BANGKOK, Thailand — Photos on hardline Islamist sites will stoke the worst fears of those who despise the Rohingya, a maligned Muslim minority living along Myanmar’s western shores.
But veteran journalist Bertil Lintner, who has chronicled Burmese insurgencies for decades, says the images were taken years ago, and are from Rohinga militants in Bangladesh, not Myanmar.
Regardless, the photos are causing a stir in Myanmar.
They show scores of young men, in fatigues and green headbands, training with Kalashnikov-style rifles fitted with jumbo-sized drum magazines.
This newly formed brigade, according to an accompanying statement, has been assembled from mujahedin in Pakistan, Indonesia, Bangladesh and Myanmar. They claim — without offering proof — to have already killed 17 soldiers along with three other men, including a Buddhist monk.
Having first surfaced last week on the Islamic news site Arrahmah, the photos are coupled with an ominous message. In the 7th century, the Prophet Muhammad used divine power to send a large army of idolaters and nonbelievers to their graves. “Will history be repeated?” the group asks, while warning of war against Myanmar’s “Buddhist army.”
Their stated motive: avenging the stateless Rohingya, who were driven out of their neighborhoods last year by angry mobs. The death toll from these attacks, according to government figures, nears 200. Human Rights Watch has called their ouster “ethnic cleansing.” Meanwhile, regional Buddhist political groups regard the Rohingya as invaders from Bangladesh intent on outbreeding and subverting Buddhism, the nation’s predominant faith.
But whether this jihadi faction exists in its stated form — and whether it is operational inside Myanmar — is difficult to confirm.
The photos of uniformed combatants training in a grove lined with banana trees offer few clues that would indicate their location.
“We have no idea about this or these people calling for jihad,” Nurul Islam, chairman of the London-based Arakan Rohingya National Organization, told GlobalPost. The group is active in pushing Myanmar to recognize Rohingya as citizens.
“We are a peaceful movement,” Islam said.
The Irawaddy, a publication focusing on Myanmar, quoted Myanmar expert Lintner as stating that the images were "many years" old and depicted the Rohingya Solidarity Organization (RSO), a militant group formed after Myanmar's army pushed about 250,000 across the border into Bangladesh.

### RECORD SET
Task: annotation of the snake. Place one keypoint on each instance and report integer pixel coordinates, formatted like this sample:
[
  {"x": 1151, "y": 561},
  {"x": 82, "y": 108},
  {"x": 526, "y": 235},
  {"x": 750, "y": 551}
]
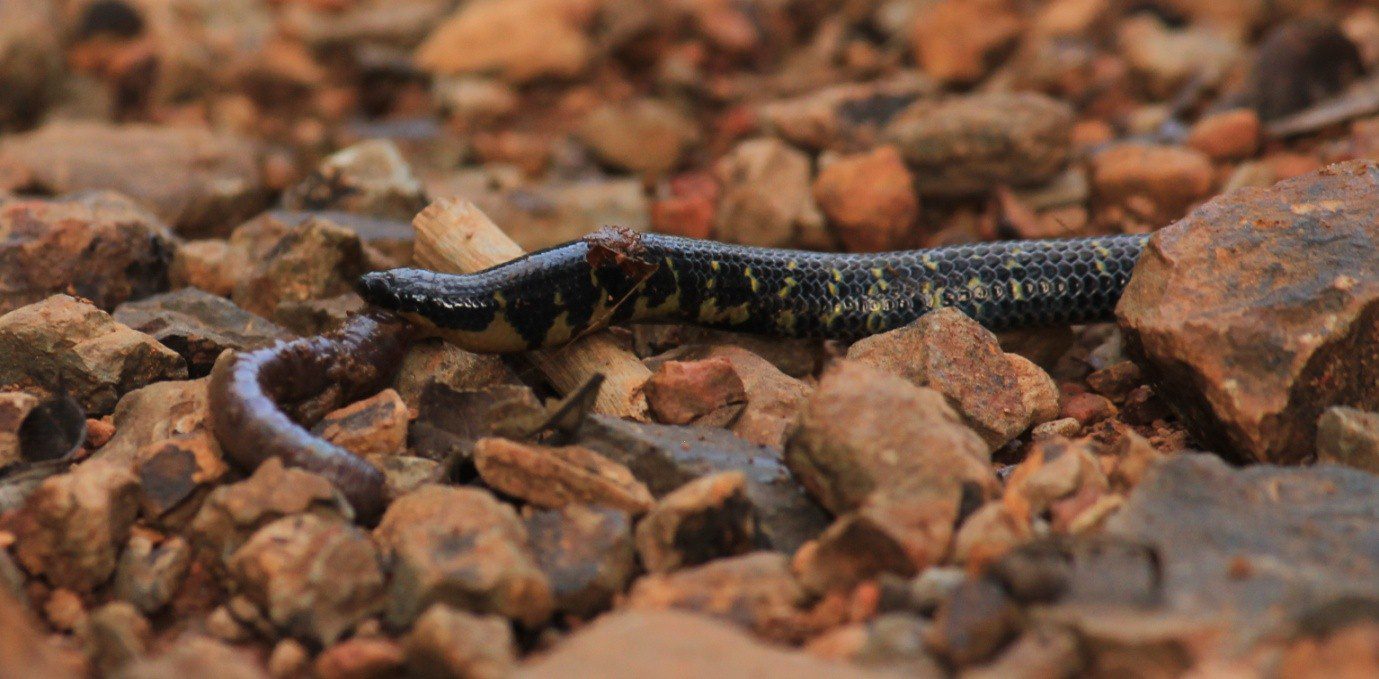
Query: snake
[{"x": 614, "y": 276}]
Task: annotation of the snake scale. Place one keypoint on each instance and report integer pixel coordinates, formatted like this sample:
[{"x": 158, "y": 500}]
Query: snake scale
[{"x": 617, "y": 275}]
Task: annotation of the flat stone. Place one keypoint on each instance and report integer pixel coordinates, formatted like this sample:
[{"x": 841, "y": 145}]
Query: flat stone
[
  {"x": 586, "y": 552},
  {"x": 703, "y": 519},
  {"x": 666, "y": 457},
  {"x": 451, "y": 643},
  {"x": 199, "y": 326},
  {"x": 1350, "y": 438},
  {"x": 557, "y": 476},
  {"x": 98, "y": 246},
  {"x": 459, "y": 545},
  {"x": 644, "y": 643},
  {"x": 1255, "y": 313},
  {"x": 69, "y": 342},
  {"x": 200, "y": 182},
  {"x": 1255, "y": 545},
  {"x": 312, "y": 577},
  {"x": 970, "y": 144},
  {"x": 73, "y": 526},
  {"x": 756, "y": 591}
]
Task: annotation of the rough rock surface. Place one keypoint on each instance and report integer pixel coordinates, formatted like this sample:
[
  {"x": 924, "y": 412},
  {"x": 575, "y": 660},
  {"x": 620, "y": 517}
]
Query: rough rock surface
[
  {"x": 648, "y": 642},
  {"x": 960, "y": 359},
  {"x": 310, "y": 577},
  {"x": 199, "y": 326},
  {"x": 200, "y": 182},
  {"x": 1256, "y": 312},
  {"x": 1255, "y": 543},
  {"x": 66, "y": 344},
  {"x": 72, "y": 529},
  {"x": 97, "y": 246},
  {"x": 972, "y": 142},
  {"x": 465, "y": 548},
  {"x": 866, "y": 431}
]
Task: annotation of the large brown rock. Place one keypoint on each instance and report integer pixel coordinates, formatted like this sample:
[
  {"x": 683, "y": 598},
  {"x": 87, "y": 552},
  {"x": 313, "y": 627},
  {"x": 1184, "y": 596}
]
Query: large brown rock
[
  {"x": 461, "y": 547},
  {"x": 66, "y": 344},
  {"x": 200, "y": 182},
  {"x": 98, "y": 246},
  {"x": 865, "y": 432},
  {"x": 1258, "y": 311},
  {"x": 970, "y": 144},
  {"x": 661, "y": 643}
]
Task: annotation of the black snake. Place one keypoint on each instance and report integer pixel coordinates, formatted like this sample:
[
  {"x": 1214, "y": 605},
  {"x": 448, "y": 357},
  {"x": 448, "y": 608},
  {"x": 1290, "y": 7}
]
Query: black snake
[{"x": 552, "y": 296}]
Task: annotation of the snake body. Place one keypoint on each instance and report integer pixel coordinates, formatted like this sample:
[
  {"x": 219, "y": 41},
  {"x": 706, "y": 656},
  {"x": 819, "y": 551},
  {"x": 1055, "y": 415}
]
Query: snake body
[{"x": 552, "y": 296}]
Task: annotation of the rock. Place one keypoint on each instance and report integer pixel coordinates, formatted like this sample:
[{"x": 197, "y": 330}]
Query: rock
[
  {"x": 899, "y": 533},
  {"x": 155, "y": 414},
  {"x": 669, "y": 457},
  {"x": 370, "y": 428},
  {"x": 557, "y": 476},
  {"x": 702, "y": 520},
  {"x": 1168, "y": 60},
  {"x": 1254, "y": 545},
  {"x": 970, "y": 144},
  {"x": 200, "y": 182},
  {"x": 313, "y": 261},
  {"x": 451, "y": 643},
  {"x": 98, "y": 246},
  {"x": 891, "y": 643},
  {"x": 644, "y": 137},
  {"x": 1299, "y": 64},
  {"x": 196, "y": 656},
  {"x": 232, "y": 514},
  {"x": 644, "y": 643},
  {"x": 71, "y": 530},
  {"x": 690, "y": 207},
  {"x": 869, "y": 200},
  {"x": 69, "y": 344},
  {"x": 552, "y": 213},
  {"x": 437, "y": 362},
  {"x": 866, "y": 432},
  {"x": 989, "y": 533},
  {"x": 756, "y": 591},
  {"x": 767, "y": 198},
  {"x": 683, "y": 392},
  {"x": 954, "y": 40},
  {"x": 1154, "y": 184},
  {"x": 359, "y": 658},
  {"x": 774, "y": 398},
  {"x": 1350, "y": 438},
  {"x": 1227, "y": 135},
  {"x": 517, "y": 40},
  {"x": 461, "y": 547},
  {"x": 312, "y": 577},
  {"x": 148, "y": 574},
  {"x": 115, "y": 635},
  {"x": 586, "y": 552},
  {"x": 974, "y": 623},
  {"x": 31, "y": 61},
  {"x": 199, "y": 326},
  {"x": 952, "y": 353},
  {"x": 368, "y": 178},
  {"x": 1298, "y": 257},
  {"x": 844, "y": 116}
]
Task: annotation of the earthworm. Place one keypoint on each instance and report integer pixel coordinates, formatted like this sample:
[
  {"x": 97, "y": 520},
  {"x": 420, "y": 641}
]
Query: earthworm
[{"x": 262, "y": 400}]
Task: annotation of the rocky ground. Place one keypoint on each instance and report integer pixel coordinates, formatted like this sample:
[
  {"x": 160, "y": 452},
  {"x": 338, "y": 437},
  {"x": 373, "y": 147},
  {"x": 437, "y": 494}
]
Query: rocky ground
[{"x": 1189, "y": 490}]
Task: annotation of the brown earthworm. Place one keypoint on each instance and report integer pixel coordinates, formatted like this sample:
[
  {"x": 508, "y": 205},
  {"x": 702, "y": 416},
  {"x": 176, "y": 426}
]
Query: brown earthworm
[{"x": 262, "y": 402}]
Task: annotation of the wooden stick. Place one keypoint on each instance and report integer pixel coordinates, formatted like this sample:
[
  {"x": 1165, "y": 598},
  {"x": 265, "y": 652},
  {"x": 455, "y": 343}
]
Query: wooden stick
[{"x": 454, "y": 236}]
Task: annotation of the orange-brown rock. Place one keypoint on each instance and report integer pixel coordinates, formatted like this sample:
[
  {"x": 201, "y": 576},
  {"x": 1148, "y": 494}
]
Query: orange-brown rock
[
  {"x": 98, "y": 246},
  {"x": 1258, "y": 311},
  {"x": 869, "y": 200}
]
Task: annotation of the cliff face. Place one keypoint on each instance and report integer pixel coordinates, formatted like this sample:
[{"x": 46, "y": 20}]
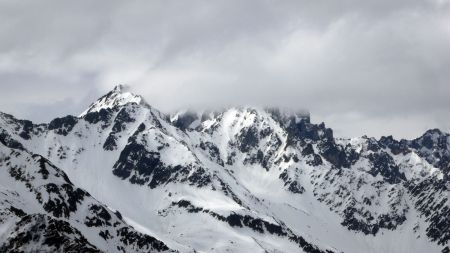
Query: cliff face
[{"x": 240, "y": 179}]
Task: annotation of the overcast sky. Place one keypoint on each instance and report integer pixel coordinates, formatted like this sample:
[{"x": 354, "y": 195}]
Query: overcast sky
[{"x": 363, "y": 67}]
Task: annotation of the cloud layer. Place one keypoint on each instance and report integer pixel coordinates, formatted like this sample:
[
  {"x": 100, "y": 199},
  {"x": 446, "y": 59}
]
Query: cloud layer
[{"x": 363, "y": 67}]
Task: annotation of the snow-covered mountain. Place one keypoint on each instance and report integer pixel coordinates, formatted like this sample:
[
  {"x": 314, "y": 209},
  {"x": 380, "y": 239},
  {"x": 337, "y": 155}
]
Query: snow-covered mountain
[{"x": 125, "y": 177}]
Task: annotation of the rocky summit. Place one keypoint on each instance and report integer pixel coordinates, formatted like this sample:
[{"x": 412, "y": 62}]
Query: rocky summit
[{"x": 125, "y": 177}]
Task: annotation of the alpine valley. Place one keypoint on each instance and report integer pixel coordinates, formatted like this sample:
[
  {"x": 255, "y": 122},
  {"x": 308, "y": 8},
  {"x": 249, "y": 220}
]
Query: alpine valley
[{"x": 125, "y": 177}]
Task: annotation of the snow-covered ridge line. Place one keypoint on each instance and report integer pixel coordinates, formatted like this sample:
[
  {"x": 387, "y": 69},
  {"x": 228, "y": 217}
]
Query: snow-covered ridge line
[{"x": 221, "y": 181}]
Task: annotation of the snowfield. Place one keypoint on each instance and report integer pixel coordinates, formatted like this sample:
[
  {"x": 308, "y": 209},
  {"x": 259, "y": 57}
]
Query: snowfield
[{"x": 237, "y": 180}]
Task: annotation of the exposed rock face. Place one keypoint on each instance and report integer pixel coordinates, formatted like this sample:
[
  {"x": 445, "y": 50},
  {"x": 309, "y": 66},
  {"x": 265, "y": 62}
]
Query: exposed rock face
[{"x": 235, "y": 180}]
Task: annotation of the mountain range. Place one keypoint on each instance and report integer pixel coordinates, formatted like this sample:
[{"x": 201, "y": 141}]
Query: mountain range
[{"x": 126, "y": 177}]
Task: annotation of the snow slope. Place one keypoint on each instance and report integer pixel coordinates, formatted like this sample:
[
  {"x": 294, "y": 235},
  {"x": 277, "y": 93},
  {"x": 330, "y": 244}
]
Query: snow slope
[{"x": 246, "y": 179}]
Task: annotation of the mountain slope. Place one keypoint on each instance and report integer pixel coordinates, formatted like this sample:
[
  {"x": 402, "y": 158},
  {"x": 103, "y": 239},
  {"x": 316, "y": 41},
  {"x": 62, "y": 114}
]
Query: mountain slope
[{"x": 246, "y": 179}]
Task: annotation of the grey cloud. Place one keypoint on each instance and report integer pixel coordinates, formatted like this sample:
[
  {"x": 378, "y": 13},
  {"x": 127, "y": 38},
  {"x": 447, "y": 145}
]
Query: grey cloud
[{"x": 363, "y": 67}]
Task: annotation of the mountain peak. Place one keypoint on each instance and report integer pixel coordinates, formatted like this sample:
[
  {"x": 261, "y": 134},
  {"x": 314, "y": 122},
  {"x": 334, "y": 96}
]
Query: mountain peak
[{"x": 119, "y": 96}]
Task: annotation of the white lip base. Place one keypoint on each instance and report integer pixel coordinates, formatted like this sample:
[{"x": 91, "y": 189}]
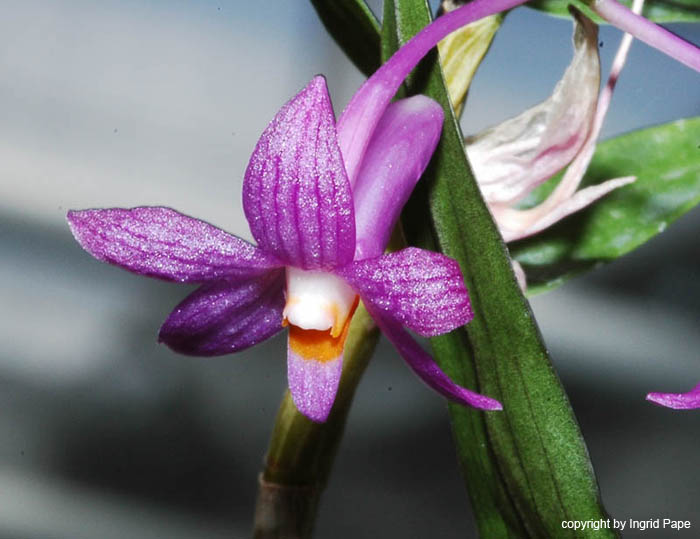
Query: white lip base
[{"x": 317, "y": 300}]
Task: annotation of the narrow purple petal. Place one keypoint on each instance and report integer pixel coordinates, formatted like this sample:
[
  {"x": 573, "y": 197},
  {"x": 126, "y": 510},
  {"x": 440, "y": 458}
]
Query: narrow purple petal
[
  {"x": 677, "y": 401},
  {"x": 296, "y": 194},
  {"x": 419, "y": 289},
  {"x": 397, "y": 155},
  {"x": 357, "y": 123},
  {"x": 425, "y": 367},
  {"x": 648, "y": 32},
  {"x": 313, "y": 384},
  {"x": 225, "y": 317},
  {"x": 162, "y": 243}
]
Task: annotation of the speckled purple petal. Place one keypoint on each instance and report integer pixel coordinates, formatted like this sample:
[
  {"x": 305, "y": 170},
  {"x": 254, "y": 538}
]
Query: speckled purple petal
[
  {"x": 296, "y": 194},
  {"x": 419, "y": 289},
  {"x": 512, "y": 158},
  {"x": 397, "y": 155},
  {"x": 678, "y": 401},
  {"x": 357, "y": 123},
  {"x": 162, "y": 243},
  {"x": 225, "y": 317},
  {"x": 313, "y": 384},
  {"x": 425, "y": 367}
]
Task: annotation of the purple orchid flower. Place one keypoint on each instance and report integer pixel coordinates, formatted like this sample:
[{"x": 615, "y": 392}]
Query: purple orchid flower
[
  {"x": 678, "y": 401},
  {"x": 321, "y": 201}
]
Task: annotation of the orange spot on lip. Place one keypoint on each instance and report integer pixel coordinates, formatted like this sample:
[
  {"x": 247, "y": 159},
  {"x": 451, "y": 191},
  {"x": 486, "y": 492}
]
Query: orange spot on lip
[{"x": 320, "y": 345}]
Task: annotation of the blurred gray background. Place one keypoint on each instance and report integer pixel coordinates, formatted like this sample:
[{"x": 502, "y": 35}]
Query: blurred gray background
[{"x": 106, "y": 434}]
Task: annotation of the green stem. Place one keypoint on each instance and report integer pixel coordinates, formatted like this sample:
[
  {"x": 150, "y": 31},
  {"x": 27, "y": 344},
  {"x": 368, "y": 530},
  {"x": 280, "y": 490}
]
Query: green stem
[{"x": 301, "y": 452}]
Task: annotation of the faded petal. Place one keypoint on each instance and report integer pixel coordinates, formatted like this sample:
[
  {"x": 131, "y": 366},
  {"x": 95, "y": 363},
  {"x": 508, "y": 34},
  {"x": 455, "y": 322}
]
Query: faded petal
[
  {"x": 162, "y": 243},
  {"x": 399, "y": 151},
  {"x": 296, "y": 194},
  {"x": 462, "y": 51},
  {"x": 419, "y": 289},
  {"x": 517, "y": 224},
  {"x": 224, "y": 317},
  {"x": 425, "y": 367},
  {"x": 512, "y": 158},
  {"x": 357, "y": 123},
  {"x": 678, "y": 401}
]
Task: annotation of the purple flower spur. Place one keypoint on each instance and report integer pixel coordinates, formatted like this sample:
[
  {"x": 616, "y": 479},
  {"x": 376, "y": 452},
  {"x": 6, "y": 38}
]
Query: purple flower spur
[{"x": 321, "y": 200}]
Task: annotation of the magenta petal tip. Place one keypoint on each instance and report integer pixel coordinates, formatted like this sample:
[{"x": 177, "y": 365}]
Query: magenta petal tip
[
  {"x": 313, "y": 384},
  {"x": 677, "y": 401}
]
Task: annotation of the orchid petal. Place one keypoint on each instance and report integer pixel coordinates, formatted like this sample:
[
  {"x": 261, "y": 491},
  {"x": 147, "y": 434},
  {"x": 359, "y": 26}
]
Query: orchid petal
[
  {"x": 512, "y": 158},
  {"x": 425, "y": 367},
  {"x": 678, "y": 401},
  {"x": 224, "y": 317},
  {"x": 313, "y": 383},
  {"x": 414, "y": 287},
  {"x": 564, "y": 200},
  {"x": 357, "y": 123},
  {"x": 399, "y": 151},
  {"x": 517, "y": 224},
  {"x": 461, "y": 54},
  {"x": 296, "y": 194},
  {"x": 162, "y": 243}
]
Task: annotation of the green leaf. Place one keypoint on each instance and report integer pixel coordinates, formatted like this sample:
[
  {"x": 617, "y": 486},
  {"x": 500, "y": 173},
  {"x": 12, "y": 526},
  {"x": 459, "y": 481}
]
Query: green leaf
[
  {"x": 666, "y": 161},
  {"x": 654, "y": 10},
  {"x": 354, "y": 28},
  {"x": 527, "y": 467}
]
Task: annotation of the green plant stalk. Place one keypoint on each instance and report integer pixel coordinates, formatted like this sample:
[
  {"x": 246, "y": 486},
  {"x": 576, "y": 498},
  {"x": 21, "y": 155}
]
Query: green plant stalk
[
  {"x": 301, "y": 452},
  {"x": 527, "y": 467}
]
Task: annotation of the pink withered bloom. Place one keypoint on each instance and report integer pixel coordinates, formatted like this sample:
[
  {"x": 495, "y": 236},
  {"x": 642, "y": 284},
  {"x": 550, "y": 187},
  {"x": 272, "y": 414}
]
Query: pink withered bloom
[{"x": 321, "y": 201}]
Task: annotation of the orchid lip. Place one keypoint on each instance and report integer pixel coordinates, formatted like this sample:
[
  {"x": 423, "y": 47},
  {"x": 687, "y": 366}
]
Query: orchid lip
[{"x": 317, "y": 300}]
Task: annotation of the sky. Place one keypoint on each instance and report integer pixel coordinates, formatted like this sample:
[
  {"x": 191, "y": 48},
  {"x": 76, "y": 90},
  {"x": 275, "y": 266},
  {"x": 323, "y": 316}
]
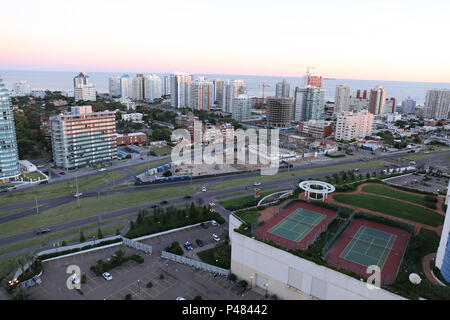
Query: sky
[{"x": 404, "y": 40}]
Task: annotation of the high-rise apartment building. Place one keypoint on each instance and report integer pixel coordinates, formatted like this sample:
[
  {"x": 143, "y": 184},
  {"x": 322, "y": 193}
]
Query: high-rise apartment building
[
  {"x": 125, "y": 86},
  {"x": 165, "y": 85},
  {"x": 377, "y": 100},
  {"x": 443, "y": 252},
  {"x": 179, "y": 86},
  {"x": 352, "y": 125},
  {"x": 115, "y": 87},
  {"x": 408, "y": 105},
  {"x": 9, "y": 156},
  {"x": 152, "y": 87},
  {"x": 437, "y": 104},
  {"x": 342, "y": 98},
  {"x": 309, "y": 103},
  {"x": 22, "y": 88},
  {"x": 242, "y": 107},
  {"x": 282, "y": 89},
  {"x": 201, "y": 95},
  {"x": 279, "y": 112},
  {"x": 82, "y": 137},
  {"x": 232, "y": 89},
  {"x": 83, "y": 90},
  {"x": 137, "y": 87}
]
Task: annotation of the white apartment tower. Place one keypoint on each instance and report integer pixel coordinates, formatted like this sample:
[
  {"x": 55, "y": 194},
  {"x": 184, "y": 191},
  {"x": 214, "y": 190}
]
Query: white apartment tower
[
  {"x": 351, "y": 125},
  {"x": 342, "y": 98},
  {"x": 179, "y": 86},
  {"x": 437, "y": 104},
  {"x": 83, "y": 90}
]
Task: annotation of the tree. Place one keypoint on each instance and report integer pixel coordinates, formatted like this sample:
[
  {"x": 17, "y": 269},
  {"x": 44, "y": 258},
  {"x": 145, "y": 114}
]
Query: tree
[{"x": 82, "y": 238}]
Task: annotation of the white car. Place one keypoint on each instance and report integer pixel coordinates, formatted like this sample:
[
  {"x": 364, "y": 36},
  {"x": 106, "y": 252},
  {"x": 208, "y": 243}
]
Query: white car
[{"x": 107, "y": 276}]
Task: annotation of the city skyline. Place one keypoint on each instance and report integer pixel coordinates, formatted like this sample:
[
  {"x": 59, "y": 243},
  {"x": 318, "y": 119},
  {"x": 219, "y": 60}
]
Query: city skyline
[{"x": 339, "y": 45}]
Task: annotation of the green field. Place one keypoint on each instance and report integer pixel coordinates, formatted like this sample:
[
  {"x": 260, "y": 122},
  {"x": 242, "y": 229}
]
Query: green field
[
  {"x": 90, "y": 207},
  {"x": 392, "y": 207},
  {"x": 385, "y": 191},
  {"x": 245, "y": 181},
  {"x": 59, "y": 189}
]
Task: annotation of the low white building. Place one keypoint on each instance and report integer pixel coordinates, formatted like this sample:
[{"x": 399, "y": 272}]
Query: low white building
[{"x": 27, "y": 166}]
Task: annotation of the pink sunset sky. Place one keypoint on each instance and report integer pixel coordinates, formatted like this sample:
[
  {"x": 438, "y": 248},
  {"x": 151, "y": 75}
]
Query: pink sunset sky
[{"x": 389, "y": 40}]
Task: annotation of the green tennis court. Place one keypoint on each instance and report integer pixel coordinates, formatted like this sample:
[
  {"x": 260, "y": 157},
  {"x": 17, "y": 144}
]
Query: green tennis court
[
  {"x": 369, "y": 247},
  {"x": 297, "y": 225}
]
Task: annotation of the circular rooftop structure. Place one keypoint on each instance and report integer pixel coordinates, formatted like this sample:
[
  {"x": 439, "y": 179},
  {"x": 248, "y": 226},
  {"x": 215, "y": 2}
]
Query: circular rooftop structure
[{"x": 316, "y": 190}]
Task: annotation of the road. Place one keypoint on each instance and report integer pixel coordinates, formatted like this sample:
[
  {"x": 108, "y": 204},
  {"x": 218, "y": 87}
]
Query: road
[{"x": 208, "y": 196}]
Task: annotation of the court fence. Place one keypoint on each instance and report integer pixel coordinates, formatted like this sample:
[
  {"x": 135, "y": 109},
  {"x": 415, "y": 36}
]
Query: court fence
[{"x": 195, "y": 263}]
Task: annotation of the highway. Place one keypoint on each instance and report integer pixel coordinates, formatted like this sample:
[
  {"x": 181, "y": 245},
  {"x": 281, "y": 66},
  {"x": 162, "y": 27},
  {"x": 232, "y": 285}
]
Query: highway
[{"x": 208, "y": 196}]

### EXERCISE REQUIREMENTS
a – According to the Rohingya article, which Islamic news site first carried the photos last week?
b – Continue the Rohingya article from its final sentence.
These rows have nothing to do with the Rohingya article.

### EXERCISE RESULTS
a – Arrahmah

b –
“The pictures are genuine but old and were taken near Ukhia between Cox’s Bazar and Teknaf in Bangladesh. The RSO has never had any armed presence inside Burma.” He added, however, that it was “'very possible' that the RSO had been seeking support from Islamic militants abroad," Irawaddy reported.
Armed guerrilla factions drawn along ethnic lines are abundant in Myanmar. On most maps, the country appears as a unified nation the size of France, and wedged between China and India. But many of its far-flung hills and valleys are patrolled by organized groups who use the threat of force to fend off subjugation by the majority Burman ethnic group and the central army.
The Rohingya are unique in that they are defended by no organized armed faction.
Several groups have at times emerged with vows to fight for independence. The Rohingya Solidarity Organization — a ragtag outfit claiming ties to regional jihadi syndicates — is the best known.
According to the Asia News Network, men linked to the organization recently sought guns and cash in Muslim-majority Indonesia, where police recently claimed to have foiled a jihadi plot to bomb a Myanmar embassy.
But it is telling that no well-armed resistance group emerged during one of the most frightening chapters in Rohingya history: the 2012 purge that saw whole Muslim quarters reduced to cinders and sent Rohingya fleeing to squalid camps where tens of thousands still reside.
The image that emerges is that of an impoverished group too impotent, outnumbered and friendless to protect itself. Reports in Myanmar’s media generally contend that the initial mob violence exploded after Muslim men raped a Buddhist woman in coastal Rakhine state in May 2012. That erupted into tit-for-tat violence before the outnumbered Rohingya were overwhelmed and driven into muddy pastures.
Outfits such as the Rohingya Solidarity Organization exist only as a “really a radical fringe” that “don’t represent the majority of the Rohingya community,” said Sidney Jones, an Indonesia-based analyst with the International Crisis Group, in an interview with ABC Radio Australia.
“I think the bigger question is whether the government in Myanmar is prepared to take steps to end persecution of the Rohingya,” Jones said to ABC. “So that radical groups like this aren’t given additional fuel to undertake retaliatory activities.”